Task: Can you put the part of the entries below that opens with the line containing "small rock in the photo above." and runs through the last line of the entries into a numbered list, leaving out any blank lines?

Data excerpts:

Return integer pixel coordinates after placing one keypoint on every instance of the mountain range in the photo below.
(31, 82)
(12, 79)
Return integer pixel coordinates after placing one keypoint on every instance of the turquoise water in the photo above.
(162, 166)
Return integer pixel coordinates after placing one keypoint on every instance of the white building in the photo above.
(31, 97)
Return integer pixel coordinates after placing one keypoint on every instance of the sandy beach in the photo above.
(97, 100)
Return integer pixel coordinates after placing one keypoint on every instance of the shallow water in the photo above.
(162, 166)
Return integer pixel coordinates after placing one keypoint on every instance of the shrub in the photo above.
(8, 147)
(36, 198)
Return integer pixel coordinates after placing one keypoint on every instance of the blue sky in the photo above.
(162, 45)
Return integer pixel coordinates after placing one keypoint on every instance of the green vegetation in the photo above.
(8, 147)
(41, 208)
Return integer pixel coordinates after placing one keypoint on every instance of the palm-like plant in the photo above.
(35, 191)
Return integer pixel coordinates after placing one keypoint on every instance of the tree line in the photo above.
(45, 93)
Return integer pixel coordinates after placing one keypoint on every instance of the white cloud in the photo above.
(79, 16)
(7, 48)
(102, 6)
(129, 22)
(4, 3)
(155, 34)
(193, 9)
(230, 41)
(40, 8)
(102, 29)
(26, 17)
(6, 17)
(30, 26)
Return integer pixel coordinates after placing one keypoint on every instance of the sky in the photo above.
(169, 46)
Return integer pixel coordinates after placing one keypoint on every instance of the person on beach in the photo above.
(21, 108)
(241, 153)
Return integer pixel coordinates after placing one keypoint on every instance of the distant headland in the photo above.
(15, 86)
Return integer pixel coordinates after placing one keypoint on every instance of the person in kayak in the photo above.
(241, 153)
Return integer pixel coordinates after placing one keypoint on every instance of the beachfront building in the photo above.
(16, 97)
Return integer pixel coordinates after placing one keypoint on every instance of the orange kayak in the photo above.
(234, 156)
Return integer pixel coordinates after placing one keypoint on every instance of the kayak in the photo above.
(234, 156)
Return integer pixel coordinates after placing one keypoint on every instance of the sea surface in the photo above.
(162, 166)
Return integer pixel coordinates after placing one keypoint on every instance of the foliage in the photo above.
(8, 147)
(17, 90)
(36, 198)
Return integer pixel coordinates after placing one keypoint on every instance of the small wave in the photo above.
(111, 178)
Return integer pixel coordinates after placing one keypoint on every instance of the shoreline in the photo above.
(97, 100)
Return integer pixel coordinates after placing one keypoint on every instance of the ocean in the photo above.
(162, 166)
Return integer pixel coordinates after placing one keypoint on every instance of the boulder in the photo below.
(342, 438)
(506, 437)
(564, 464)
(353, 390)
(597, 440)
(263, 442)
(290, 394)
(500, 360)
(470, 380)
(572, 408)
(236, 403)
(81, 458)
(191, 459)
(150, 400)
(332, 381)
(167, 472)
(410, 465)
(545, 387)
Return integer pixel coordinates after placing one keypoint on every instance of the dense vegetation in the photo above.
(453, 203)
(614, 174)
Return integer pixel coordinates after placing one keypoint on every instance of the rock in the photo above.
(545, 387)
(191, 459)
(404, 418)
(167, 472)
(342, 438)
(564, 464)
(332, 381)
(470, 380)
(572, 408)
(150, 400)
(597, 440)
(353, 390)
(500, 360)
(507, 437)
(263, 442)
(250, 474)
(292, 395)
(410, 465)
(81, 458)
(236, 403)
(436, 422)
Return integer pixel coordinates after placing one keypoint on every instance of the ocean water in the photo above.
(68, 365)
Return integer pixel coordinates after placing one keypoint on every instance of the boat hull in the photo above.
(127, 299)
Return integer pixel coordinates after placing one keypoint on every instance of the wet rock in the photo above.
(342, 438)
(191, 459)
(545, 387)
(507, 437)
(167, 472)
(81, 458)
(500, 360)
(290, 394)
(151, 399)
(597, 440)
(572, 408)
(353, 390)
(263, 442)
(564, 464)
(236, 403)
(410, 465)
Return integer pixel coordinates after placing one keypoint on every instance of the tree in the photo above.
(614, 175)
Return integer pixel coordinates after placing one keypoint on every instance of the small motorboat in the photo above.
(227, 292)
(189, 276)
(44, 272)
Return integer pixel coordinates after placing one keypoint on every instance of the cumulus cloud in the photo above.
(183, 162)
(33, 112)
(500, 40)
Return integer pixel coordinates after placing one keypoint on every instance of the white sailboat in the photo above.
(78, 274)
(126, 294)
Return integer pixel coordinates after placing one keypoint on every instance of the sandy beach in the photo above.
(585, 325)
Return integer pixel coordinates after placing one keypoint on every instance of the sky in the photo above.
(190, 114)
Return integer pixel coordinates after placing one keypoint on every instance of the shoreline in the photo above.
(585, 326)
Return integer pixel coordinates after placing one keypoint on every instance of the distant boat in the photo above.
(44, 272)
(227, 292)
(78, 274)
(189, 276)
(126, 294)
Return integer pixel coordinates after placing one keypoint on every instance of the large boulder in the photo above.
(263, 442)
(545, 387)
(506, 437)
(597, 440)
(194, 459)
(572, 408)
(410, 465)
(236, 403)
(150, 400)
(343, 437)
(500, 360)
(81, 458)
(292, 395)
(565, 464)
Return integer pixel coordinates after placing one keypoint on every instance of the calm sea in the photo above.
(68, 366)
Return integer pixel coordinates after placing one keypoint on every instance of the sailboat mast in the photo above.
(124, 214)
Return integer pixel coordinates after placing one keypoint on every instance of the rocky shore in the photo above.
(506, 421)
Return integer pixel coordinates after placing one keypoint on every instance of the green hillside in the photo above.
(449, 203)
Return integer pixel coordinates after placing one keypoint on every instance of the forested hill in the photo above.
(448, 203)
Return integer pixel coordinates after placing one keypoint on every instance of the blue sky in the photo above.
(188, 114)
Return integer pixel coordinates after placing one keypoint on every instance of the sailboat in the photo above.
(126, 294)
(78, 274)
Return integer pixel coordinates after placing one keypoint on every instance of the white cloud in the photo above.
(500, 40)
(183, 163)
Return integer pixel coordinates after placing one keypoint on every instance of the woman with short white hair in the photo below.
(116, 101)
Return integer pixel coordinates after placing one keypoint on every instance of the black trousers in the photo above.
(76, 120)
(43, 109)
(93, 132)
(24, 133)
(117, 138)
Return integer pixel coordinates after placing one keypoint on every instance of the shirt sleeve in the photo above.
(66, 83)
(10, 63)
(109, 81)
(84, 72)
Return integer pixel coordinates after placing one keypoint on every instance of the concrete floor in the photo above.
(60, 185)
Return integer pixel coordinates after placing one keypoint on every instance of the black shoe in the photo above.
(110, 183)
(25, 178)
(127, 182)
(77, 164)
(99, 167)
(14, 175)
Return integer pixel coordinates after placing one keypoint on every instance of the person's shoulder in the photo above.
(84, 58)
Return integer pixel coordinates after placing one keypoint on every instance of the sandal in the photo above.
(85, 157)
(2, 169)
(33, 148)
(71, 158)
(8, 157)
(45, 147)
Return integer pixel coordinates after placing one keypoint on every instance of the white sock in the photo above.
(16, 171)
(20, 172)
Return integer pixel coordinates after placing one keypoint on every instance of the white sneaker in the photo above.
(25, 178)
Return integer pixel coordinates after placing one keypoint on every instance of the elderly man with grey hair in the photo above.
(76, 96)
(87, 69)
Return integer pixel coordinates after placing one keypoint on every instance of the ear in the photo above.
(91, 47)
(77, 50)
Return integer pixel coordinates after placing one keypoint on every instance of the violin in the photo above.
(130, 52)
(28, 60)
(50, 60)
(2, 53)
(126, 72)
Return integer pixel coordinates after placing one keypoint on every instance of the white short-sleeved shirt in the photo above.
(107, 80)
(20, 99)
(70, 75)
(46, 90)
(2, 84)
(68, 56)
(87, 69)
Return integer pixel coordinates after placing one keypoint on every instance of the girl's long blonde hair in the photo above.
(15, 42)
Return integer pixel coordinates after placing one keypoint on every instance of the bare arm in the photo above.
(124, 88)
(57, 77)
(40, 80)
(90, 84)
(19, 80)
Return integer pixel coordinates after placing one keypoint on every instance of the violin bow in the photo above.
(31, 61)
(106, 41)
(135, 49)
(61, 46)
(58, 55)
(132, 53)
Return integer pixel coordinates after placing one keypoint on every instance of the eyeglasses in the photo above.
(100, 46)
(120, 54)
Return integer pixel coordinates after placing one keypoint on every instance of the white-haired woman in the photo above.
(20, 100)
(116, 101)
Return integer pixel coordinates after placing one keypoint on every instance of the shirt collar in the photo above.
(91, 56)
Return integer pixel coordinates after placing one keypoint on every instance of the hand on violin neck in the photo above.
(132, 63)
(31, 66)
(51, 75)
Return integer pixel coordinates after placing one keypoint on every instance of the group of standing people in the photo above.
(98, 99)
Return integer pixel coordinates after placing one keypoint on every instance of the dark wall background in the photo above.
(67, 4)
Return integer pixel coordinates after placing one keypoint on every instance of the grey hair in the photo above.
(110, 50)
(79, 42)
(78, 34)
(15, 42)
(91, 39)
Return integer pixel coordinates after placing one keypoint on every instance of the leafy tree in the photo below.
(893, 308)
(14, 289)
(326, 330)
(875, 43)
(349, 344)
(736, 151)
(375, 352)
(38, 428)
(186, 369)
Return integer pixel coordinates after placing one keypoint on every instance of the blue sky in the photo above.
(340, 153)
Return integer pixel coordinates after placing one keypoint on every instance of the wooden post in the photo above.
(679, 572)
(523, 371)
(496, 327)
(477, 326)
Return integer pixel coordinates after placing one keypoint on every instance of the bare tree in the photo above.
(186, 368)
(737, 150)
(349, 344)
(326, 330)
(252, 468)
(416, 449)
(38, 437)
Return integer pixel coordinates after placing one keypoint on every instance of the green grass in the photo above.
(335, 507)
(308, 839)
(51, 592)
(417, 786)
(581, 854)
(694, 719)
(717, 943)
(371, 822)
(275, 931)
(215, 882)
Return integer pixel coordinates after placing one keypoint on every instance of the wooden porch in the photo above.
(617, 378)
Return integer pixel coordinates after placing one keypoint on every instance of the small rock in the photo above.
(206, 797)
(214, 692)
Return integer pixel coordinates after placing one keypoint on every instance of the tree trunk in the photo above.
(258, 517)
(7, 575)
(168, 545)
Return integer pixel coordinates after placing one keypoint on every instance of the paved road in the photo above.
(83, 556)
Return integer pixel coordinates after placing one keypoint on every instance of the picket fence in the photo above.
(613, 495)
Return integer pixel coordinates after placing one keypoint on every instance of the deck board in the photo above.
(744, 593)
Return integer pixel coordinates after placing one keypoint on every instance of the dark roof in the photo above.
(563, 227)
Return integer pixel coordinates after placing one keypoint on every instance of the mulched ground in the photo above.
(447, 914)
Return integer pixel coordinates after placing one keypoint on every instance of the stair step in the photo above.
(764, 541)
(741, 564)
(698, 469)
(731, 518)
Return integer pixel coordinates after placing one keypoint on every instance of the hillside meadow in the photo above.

Worked solution:
1. Return integer pixel coordinates after placing one keypoint on every instance of the small rock in the photo above.
2. (206, 797)
3. (214, 692)
4. Return integer pixel coordinates after placing one keypoint on every instance of the tree trunk in the photo above.
5. (258, 517)
6. (7, 575)
7. (168, 545)
8. Return integer pixel coordinates after placing one keypoint on every instance of the paved road in the photo above.
9. (83, 556)
10. Return integer pixel coordinates after placing one keypoint on every instance of the picket fence in the photo above.
11. (613, 495)
12. Return integer pixel coordinates after placing one keypoint on every instance of the deck board in the photo above.
13. (744, 593)
14. Return integer pixel coordinates after placing one keypoint on every instance of the dark roof in the photo above.
15. (563, 227)
16. Return integer pixel coordinates after placing one keypoint on every instance of the mulched ground in the photo above.
17. (447, 914)
18. Return integer pixel coordinates after placing one keypoint on every instance of the stair step in the photo above.
19. (764, 541)
20. (741, 564)
21. (698, 469)
22. (731, 518)
23. Return integer pixel coordinates after placing one keypoint on every instance of the hillside meadow in the photo above.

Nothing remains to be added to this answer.